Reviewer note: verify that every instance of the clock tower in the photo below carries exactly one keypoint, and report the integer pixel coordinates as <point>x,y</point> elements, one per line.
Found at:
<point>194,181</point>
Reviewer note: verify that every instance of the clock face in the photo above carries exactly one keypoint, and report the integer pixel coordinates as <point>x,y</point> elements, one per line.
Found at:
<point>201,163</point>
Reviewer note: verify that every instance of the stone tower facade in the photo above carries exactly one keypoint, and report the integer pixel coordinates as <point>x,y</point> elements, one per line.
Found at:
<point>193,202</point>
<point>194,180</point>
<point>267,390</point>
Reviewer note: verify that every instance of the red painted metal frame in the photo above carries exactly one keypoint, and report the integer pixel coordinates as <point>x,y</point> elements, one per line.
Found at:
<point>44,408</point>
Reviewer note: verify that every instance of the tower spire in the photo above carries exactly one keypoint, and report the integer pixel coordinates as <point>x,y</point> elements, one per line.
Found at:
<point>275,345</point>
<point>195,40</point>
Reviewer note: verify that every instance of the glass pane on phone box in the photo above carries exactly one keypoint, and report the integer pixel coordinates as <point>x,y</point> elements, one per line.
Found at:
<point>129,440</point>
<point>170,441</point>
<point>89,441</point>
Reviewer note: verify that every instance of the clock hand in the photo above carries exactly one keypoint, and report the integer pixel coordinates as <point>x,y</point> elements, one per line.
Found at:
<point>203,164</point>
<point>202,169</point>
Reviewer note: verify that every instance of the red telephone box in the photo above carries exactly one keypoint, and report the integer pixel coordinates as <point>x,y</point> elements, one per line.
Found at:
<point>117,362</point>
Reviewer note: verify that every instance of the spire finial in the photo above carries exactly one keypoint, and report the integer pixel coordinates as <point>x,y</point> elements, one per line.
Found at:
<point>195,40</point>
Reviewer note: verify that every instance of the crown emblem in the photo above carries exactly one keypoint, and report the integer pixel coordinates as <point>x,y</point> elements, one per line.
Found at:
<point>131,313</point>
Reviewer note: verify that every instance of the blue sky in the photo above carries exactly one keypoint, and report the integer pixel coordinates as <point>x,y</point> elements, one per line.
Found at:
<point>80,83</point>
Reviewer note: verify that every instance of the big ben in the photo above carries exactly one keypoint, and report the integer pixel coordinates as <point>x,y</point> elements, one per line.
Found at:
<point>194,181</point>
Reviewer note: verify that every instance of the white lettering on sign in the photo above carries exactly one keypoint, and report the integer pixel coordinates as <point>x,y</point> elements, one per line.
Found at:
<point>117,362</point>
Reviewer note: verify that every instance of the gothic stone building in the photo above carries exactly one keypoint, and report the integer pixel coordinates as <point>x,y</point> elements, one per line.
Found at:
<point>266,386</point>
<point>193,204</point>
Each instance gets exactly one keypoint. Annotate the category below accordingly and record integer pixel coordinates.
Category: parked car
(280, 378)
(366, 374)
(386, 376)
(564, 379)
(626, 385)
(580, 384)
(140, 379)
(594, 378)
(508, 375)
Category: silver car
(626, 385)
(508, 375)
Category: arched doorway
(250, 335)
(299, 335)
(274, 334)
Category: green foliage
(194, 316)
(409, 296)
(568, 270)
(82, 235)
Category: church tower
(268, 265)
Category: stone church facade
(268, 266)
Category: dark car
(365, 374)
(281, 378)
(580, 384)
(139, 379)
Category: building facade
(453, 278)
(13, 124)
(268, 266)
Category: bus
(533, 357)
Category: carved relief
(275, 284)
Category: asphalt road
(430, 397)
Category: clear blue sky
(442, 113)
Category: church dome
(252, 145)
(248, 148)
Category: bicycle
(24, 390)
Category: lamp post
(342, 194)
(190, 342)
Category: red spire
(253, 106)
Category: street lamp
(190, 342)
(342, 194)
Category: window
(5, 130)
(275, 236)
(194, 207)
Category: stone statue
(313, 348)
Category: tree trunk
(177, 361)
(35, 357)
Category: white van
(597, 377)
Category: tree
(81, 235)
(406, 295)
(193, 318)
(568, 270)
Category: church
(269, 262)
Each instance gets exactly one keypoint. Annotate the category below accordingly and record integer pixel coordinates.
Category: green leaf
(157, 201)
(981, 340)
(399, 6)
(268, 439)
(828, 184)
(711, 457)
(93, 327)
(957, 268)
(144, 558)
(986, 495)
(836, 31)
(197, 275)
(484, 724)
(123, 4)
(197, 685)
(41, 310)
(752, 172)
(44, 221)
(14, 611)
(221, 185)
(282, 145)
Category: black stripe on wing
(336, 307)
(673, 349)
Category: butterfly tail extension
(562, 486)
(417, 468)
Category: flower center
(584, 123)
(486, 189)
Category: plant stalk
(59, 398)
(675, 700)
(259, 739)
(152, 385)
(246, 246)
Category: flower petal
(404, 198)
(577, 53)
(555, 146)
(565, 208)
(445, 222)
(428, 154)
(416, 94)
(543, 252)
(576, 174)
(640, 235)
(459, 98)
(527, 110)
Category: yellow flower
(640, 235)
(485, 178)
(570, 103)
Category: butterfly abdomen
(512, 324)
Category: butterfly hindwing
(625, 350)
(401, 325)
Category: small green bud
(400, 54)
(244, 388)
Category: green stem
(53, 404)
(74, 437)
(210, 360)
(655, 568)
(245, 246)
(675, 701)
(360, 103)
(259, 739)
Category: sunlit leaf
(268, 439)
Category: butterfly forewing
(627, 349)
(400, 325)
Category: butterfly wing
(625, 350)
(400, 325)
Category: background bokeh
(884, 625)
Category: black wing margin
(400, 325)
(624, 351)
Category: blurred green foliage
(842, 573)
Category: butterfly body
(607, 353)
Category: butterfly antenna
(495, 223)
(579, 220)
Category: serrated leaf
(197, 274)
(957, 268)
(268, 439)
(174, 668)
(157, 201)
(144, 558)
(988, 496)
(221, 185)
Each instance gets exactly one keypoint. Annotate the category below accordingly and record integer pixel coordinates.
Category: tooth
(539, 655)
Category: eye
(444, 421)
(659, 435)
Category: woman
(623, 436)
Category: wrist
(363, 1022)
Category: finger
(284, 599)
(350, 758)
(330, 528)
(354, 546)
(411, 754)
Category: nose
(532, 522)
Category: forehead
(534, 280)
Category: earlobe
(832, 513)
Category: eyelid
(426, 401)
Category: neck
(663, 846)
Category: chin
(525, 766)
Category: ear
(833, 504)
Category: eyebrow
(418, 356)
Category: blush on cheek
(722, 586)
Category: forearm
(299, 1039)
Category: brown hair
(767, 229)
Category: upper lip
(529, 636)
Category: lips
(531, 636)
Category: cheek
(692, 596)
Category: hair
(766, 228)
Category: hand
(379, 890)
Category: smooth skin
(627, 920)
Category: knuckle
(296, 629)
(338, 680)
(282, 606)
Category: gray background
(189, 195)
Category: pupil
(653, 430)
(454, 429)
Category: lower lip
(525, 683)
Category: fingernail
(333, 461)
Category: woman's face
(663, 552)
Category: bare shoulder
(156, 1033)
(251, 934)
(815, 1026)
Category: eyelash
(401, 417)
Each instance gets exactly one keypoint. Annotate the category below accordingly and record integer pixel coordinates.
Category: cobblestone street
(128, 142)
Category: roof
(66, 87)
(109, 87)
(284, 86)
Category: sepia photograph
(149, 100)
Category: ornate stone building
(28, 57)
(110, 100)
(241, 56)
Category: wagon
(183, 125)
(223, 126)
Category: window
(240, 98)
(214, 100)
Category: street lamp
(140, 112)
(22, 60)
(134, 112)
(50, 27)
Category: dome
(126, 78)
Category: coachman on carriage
------------------------
• **DIRECTIONS FOR THIS TASK**
Copy every entry exactly as it is given.

• **RESPONSE TO THE TASK**
Reviewer note: verify that every instance of the clock tower in the photo below carries exactly one keypoint, and report the integer pixel coordinates as <point>x,y</point> elements, one per line.
Found at:
<point>194,181</point>
Reviewer note: verify that every instance of the clock face in the photo above carries exactly one keypoint, and report the integer pixel coordinates as <point>x,y</point> elements, one per line.
Found at:
<point>201,163</point>
Reviewer note: verify that every instance of the stone tower facade in the photo above carries exactly one keypoint, and report the integer pixel coordinates as <point>x,y</point> elements, one per line.
Found at:
<point>193,202</point>
<point>194,180</point>
<point>267,390</point>
Reviewer note: verify that every instance of the red painted metal frame in the photo above carries exactly one keypoint, and report the integer pixel coordinates as <point>x,y</point> elements, one per line.
Found at:
<point>44,408</point>
Reviewer note: verify that every instance of the tower spire in the photo above carries exactly one keypoint, and report the integer pixel coordinates as <point>x,y</point> elements, one per line.
Found at:
<point>275,345</point>
<point>195,40</point>
Reviewer note: verify that every instance of the glass pane on phone box in the photo above carries exactly one keypoint, and report the integer pixel coordinates as <point>x,y</point> elements, one per line.
Found at:
<point>129,440</point>
<point>170,441</point>
<point>89,441</point>
Reviewer note: verify that every instance of the clock hand in the photo above carries exactly one keypoint, and report the integer pixel coordinates as <point>x,y</point> elements, one per line.
Found at:
<point>203,164</point>
<point>202,169</point>
Reviewer note: verify that every instance of the red telephone box in the photo above carries exactly one keypoint, and report the integer pixel coordinates as <point>x,y</point> elements, one per line.
Found at:
<point>117,362</point>
Reviewer note: verify that every instance of the spire finial in the photo above carries exactly one keypoint, and report the integer pixel coordinates as <point>x,y</point> elements, one per line.
Found at:
<point>195,40</point>
Reviewer note: verify that every instance of the crown emblem in the photo above carries exactly one keypoint, and report the integer pixel coordinates as <point>x,y</point> elements, one per line.
Found at:
<point>131,313</point>
Reviewer note: verify that every instance of the blue sky in the photo above carries exactly one keypoint, and report the integer pixel coordinates as <point>x,y</point> elements, one per line.
Found at:
<point>80,83</point>
Reviewer note: verify that every instance of the big ben in the photo above carries exactly one keypoint, and report the integer pixel coordinates as <point>x,y</point> elements, one per line.
Found at:
<point>194,181</point>
Reviewer note: verify that every instance of the white lettering on sign in the photo above carries exactly one keypoint, and report the integer pixel coordinates as <point>x,y</point> elements, one per line.
Found at:
<point>117,362</point>
Reviewer note: verify that every instance of the gothic stone building in the photo above carries exactly one keypoint, and report the integer pixel coordinates as <point>x,y</point> elements, one per line.
Found at:
<point>266,386</point>
<point>193,204</point>
Each instance gets exactly one keypoint. Annotate the category below accordingly and record integer pixel coordinates.
Category: parked car
(280, 378)
(366, 374)
(386, 376)
(564, 379)
(626, 385)
(580, 384)
(140, 379)
(594, 378)
(508, 375)
Category: silver car
(626, 385)
(508, 375)
Category: arched doorway
(250, 335)
(299, 335)
(274, 334)
Category: green foliage
(194, 316)
(409, 296)
(568, 270)
(82, 235)
Category: church tower
(268, 265)
Category: stone church facade
(268, 266)
Category: dark car
(365, 374)
(281, 378)
(580, 384)
(139, 379)
Category: building facade
(453, 278)
(13, 124)
(268, 266)
Category: bus
(533, 357)
Category: carved relief
(275, 284)
Category: asphalt road
(430, 397)
Category: clear blue sky
(442, 113)
Category: church dome
(252, 145)
(248, 148)
Category: bicycle
(24, 390)
Category: lamp post
(342, 194)
(190, 342)
Category: red spire
(253, 106)
Category: street lamp
(190, 342)
(342, 194)
Category: window
(5, 130)
(275, 236)
(194, 207)
Category: stone statue
(313, 348)
Category: tree trunk
(177, 361)
(35, 357)
Category: white van
(597, 377)
Category: tree
(81, 235)
(406, 295)
(193, 318)
(568, 270)
Category: church
(269, 262)
Each instance gets exactly one keypoint. Annotate the category below accordingly and record integer pixel coordinates.
Category: green leaf
(157, 201)
(981, 340)
(399, 6)
(268, 439)
(828, 184)
(711, 457)
(93, 327)
(957, 268)
(144, 558)
(986, 495)
(836, 31)
(197, 275)
(484, 724)
(123, 4)
(197, 685)
(41, 310)
(752, 172)
(44, 221)
(14, 611)
(221, 185)
(282, 145)
Category: black stripe on wing
(336, 307)
(673, 349)
Category: butterfly tail extension
(562, 486)
(417, 468)
Category: flower center
(584, 123)
(486, 189)
Category: plant stalk
(59, 398)
(675, 700)
(259, 739)
(152, 385)
(246, 246)
Category: flower petal
(404, 198)
(577, 53)
(555, 146)
(565, 208)
(445, 222)
(428, 154)
(416, 94)
(543, 252)
(576, 174)
(640, 235)
(459, 98)
(527, 110)
Category: yellow flower
(640, 235)
(485, 178)
(570, 103)
Category: butterfly abdomen
(512, 324)
Category: butterfly hindwing
(625, 350)
(401, 325)
Category: small green bud
(400, 54)
(244, 388)
Category: green stem
(53, 404)
(74, 437)
(210, 360)
(655, 568)
(245, 246)
(675, 701)
(360, 103)
(259, 739)
Category: sunlit leaf
(268, 439)
Category: butterfly forewing
(627, 349)
(400, 325)
Category: butterfly wing
(625, 350)
(400, 325)
Category: background bokeh
(884, 625)
Category: black wing margin
(400, 325)
(624, 351)
Category: blurred green foliage
(842, 573)
Category: butterfly body
(607, 353)
Category: butterfly antenna
(495, 223)
(579, 220)
Category: serrated leaf
(197, 274)
(957, 268)
(268, 439)
(174, 668)
(157, 201)
(144, 558)
(988, 496)
(221, 185)
Each instance gets exactly one keypoint. Annotate the category below accordingly and record integer pixel coordinates.
Category: tooth
(539, 655)
Category: eye
(444, 421)
(659, 435)
Category: woman
(623, 436)
Category: wrist
(363, 1022)
Category: finger
(284, 599)
(350, 758)
(330, 528)
(354, 546)
(411, 754)
Category: nose
(532, 522)
Category: forehead
(534, 280)
Category: earlobe
(832, 513)
Category: eyelid
(426, 401)
Category: neck
(663, 846)
Category: chin
(525, 766)
Category: ear
(833, 504)
Category: eyebrow
(418, 356)
Category: blush on cheek
(722, 586)
Category: forearm
(299, 1039)
Category: brown hair
(767, 229)
Category: upper lip
(529, 636)
Category: lips
(531, 636)
Category: cheek
(692, 596)
Category: hair
(766, 228)
Category: hand
(379, 890)
Category: smooth skin
(627, 920)
Category: knuckle
(296, 629)
(338, 680)
(282, 606)
Category: gray background
(189, 195)
Category: pupil
(653, 430)
(454, 429)
Category: lower lip
(525, 683)
Category: fingernail
(333, 461)
Category: woman's face
(663, 552)
Category: bare shoulder
(156, 1033)
(251, 934)
(815, 1026)
Category: eyelash
(401, 417)
Each instance gets exactly one keypoint. Annotate the category below accordingly and record integer pixel coordinates.
Category: cobblestone street
(128, 142)
Category: roof
(66, 87)
(109, 87)
(284, 86)
Category: sepia photograph
(149, 100)
Category: ornate stone building
(28, 57)
(110, 100)
(241, 56)
Category: wagon
(183, 125)
(223, 126)
Category: window
(240, 98)
(214, 100)
Category: street lamp
(140, 112)
(22, 60)
(134, 112)
(50, 27)
Category: dome
(126, 78)
Category: coachman on carriage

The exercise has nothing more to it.